Object position labeling entries

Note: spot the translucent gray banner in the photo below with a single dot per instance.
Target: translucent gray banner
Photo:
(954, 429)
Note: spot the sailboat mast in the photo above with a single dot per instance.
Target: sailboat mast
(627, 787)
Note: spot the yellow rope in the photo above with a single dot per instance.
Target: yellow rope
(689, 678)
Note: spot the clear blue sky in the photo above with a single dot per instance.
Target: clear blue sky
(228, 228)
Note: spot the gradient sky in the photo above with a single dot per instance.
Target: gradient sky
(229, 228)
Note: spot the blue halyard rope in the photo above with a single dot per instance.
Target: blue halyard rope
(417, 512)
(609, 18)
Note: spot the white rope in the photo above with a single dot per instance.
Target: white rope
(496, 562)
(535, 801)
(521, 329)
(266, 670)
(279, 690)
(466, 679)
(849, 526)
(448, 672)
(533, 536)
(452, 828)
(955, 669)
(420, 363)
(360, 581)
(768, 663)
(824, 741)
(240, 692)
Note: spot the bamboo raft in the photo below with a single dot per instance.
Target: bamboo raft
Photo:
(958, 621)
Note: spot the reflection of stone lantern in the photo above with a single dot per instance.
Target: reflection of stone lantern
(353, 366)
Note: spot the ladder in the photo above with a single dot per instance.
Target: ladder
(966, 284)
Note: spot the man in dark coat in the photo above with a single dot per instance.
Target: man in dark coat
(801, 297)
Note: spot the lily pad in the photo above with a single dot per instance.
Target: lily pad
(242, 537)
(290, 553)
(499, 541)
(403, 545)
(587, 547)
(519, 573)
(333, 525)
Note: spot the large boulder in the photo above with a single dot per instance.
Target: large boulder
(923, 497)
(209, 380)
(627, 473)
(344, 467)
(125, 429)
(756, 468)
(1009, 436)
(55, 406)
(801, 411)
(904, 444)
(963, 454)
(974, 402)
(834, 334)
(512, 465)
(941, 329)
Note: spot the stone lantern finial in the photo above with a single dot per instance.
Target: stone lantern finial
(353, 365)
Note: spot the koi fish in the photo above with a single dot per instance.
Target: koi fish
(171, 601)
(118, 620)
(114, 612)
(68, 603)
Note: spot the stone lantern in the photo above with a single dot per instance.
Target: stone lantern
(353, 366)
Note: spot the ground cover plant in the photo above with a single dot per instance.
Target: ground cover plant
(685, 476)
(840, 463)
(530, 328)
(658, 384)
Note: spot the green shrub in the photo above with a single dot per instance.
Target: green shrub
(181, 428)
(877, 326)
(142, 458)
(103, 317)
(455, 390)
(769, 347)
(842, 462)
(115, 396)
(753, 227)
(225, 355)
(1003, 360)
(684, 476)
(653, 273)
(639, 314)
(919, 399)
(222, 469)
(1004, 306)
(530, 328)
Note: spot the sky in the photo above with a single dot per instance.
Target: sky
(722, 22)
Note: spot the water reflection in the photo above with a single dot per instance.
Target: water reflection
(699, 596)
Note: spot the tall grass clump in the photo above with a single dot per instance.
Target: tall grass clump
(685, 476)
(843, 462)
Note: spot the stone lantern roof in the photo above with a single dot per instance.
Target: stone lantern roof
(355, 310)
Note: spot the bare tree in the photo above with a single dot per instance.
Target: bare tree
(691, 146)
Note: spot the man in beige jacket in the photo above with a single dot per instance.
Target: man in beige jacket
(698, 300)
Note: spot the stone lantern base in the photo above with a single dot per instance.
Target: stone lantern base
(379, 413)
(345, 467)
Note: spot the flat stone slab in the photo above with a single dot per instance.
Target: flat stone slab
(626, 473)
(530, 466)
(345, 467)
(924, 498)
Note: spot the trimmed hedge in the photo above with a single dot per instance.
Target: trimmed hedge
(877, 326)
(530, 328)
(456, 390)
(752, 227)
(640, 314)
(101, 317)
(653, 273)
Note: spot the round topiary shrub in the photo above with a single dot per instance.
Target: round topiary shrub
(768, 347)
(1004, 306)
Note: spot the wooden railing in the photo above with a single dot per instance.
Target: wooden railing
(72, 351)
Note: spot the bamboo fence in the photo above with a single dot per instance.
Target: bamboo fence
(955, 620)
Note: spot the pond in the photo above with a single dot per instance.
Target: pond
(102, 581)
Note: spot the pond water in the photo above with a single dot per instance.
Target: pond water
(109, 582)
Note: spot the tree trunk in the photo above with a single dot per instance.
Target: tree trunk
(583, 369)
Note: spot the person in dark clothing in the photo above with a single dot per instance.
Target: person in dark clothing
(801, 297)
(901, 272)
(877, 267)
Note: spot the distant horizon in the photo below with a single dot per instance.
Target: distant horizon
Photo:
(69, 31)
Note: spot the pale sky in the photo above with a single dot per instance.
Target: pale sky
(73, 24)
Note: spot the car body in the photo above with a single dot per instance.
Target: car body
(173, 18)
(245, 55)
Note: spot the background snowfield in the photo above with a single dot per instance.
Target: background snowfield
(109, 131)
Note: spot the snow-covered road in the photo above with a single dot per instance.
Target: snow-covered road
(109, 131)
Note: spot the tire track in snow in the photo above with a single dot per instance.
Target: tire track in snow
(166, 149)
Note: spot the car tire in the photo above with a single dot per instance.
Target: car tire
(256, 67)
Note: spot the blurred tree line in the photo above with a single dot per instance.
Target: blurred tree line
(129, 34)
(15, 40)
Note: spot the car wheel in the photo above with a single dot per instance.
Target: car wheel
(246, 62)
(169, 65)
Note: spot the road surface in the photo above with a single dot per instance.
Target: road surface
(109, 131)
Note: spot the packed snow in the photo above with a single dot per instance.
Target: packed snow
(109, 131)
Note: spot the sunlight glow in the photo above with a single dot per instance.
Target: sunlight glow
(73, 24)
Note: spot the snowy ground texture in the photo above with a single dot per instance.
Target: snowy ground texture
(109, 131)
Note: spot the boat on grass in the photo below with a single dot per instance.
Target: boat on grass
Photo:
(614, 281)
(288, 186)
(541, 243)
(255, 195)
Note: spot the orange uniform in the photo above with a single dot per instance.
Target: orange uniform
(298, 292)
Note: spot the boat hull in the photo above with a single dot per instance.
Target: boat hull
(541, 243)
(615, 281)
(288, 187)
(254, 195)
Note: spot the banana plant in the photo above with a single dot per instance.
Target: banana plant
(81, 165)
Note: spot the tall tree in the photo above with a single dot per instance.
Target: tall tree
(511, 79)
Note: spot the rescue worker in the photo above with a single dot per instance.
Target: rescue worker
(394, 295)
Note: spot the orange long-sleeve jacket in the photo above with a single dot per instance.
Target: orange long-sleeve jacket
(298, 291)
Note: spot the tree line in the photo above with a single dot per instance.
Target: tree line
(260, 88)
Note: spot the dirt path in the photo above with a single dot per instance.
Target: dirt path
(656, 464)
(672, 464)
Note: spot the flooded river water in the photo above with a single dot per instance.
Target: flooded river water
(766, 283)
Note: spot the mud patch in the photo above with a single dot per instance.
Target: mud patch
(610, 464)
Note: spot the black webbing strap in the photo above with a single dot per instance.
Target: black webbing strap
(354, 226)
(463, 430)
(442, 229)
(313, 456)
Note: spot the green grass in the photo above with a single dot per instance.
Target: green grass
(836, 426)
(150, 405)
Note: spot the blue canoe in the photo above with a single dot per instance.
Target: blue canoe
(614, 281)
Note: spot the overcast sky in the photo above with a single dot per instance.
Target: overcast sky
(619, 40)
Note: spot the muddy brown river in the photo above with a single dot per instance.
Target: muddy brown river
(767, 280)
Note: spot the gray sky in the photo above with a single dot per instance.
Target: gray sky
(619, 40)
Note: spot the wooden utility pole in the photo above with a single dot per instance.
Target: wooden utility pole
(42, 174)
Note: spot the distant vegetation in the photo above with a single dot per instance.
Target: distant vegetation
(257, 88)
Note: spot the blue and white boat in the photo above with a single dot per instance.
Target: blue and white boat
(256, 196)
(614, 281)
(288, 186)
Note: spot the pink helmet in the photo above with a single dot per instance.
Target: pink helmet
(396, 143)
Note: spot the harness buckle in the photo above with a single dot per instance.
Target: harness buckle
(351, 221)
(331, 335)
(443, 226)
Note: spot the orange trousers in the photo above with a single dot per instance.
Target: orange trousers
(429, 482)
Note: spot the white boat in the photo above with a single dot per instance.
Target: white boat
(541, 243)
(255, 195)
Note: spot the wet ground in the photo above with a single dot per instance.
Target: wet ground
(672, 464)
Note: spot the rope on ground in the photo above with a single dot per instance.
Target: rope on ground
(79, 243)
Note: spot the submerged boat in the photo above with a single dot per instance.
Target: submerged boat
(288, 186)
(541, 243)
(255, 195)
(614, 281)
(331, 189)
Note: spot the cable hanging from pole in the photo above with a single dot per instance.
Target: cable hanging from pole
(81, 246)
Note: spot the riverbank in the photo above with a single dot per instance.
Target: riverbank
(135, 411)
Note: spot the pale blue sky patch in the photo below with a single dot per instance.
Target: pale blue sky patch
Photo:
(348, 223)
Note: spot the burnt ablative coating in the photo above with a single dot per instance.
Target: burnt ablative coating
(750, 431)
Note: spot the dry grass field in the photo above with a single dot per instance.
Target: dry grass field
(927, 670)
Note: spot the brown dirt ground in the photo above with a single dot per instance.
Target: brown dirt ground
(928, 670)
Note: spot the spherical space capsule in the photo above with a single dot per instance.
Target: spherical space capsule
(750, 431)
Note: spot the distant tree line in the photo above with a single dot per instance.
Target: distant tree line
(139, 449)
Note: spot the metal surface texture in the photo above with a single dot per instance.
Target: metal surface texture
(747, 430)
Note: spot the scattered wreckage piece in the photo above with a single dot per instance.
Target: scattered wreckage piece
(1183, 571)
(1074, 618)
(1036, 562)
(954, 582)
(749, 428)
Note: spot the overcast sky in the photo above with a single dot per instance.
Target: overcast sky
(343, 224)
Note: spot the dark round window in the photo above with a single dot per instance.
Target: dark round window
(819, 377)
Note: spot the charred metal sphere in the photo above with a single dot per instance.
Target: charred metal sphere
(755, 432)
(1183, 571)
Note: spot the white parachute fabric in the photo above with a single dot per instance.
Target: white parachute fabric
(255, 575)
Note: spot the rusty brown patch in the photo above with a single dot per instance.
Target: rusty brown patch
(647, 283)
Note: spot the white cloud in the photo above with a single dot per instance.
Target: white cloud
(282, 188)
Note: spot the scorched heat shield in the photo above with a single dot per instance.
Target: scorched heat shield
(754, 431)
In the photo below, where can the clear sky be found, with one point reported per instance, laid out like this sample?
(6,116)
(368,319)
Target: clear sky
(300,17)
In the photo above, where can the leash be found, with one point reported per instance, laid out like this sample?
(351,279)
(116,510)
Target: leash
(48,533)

▸ **Problem description**: Give back exactly the lines running from the line containing "Note: spot the white parachute" through the end of the material above, both included, and nothing beyond them.

▸ **Problem solution**:
Note: spot the white parachute fabric in the photo above with a single dot per instance.
Target: white parachute fabric
(255, 575)
Note: spot the rusty brown patch in the photo above with a single dot per instance.
Target: rusty brown patch
(647, 283)
Note: spot the white cloud in the photo above with a single dot per instance.
Target: white cloud
(282, 188)
Note: spot the scorched heat shield in the photo above with a single dot per instance.
Target: scorched heat shield
(754, 431)
In the photo below, where can the clear sky be found, with one point reported per instance, laid out like this sample?
(6,116)
(368,319)
Target: clear sky
(300,17)
In the photo above, where can the leash be found, with one point reported per instance, laid out like this sample?
(351,279)
(116,510)
Target: leash
(48,533)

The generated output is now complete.